Task to carry out: Repeat the material below exactly, line for line.
____
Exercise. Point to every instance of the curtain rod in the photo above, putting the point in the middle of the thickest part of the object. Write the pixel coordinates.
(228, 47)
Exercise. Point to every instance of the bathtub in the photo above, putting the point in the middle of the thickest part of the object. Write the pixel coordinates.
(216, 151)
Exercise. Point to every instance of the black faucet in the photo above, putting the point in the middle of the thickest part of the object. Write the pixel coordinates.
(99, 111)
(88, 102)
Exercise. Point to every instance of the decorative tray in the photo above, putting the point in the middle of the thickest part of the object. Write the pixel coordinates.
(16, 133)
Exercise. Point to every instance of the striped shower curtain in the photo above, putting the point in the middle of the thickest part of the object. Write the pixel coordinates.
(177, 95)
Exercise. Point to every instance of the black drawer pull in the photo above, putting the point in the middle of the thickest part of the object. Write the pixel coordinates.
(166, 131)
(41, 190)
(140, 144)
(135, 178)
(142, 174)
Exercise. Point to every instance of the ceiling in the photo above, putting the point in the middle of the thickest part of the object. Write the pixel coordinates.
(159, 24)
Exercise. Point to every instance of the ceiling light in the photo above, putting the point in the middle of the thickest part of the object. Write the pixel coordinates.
____
Task answer:
Exercise. Point to every instance of the curtain rod in the photo above, putting the point in the middle of the thickest part of the object. Write the pixel coordinates.
(228, 47)
Exercise. Point to every instance of the bathtub in the photo above, putting the point in the middle of the thickest part of the object. Write the pixel coordinates.
(216, 151)
Exercise. Point to every instance of the black faucet in the photo above, putting the point in the middle of the thickest part of the object. Write the pixel coordinates.
(99, 111)
(88, 102)
Exercise. Point to every instance of the decorative tray in the photo above, putting the point in the middle of the thickest part of the object. Write the pixel coordinates.
(16, 133)
Exercise. Point to every instance of the striped shower curtain in the photo above, putting the point in the middle of the thickest part of the object. Write the pixel coordinates.
(177, 95)
Exercise. Point to every instance of the black drawer pull in the photo above, putting the point in the middle of the thickest part of the object. Write the pixel coordinates.
(166, 131)
(41, 190)
(140, 144)
(135, 178)
(142, 174)
Exercise. Point to every instance of the ceiling in the photo above, putting the point in the middle of the thickest part of the object. Write the pixel coordinates.
(159, 24)
Exercise. Point to every instance of the ceiling light in the photo above, putting the point in the middle of the thickest part of the object. Write the pixel coordinates.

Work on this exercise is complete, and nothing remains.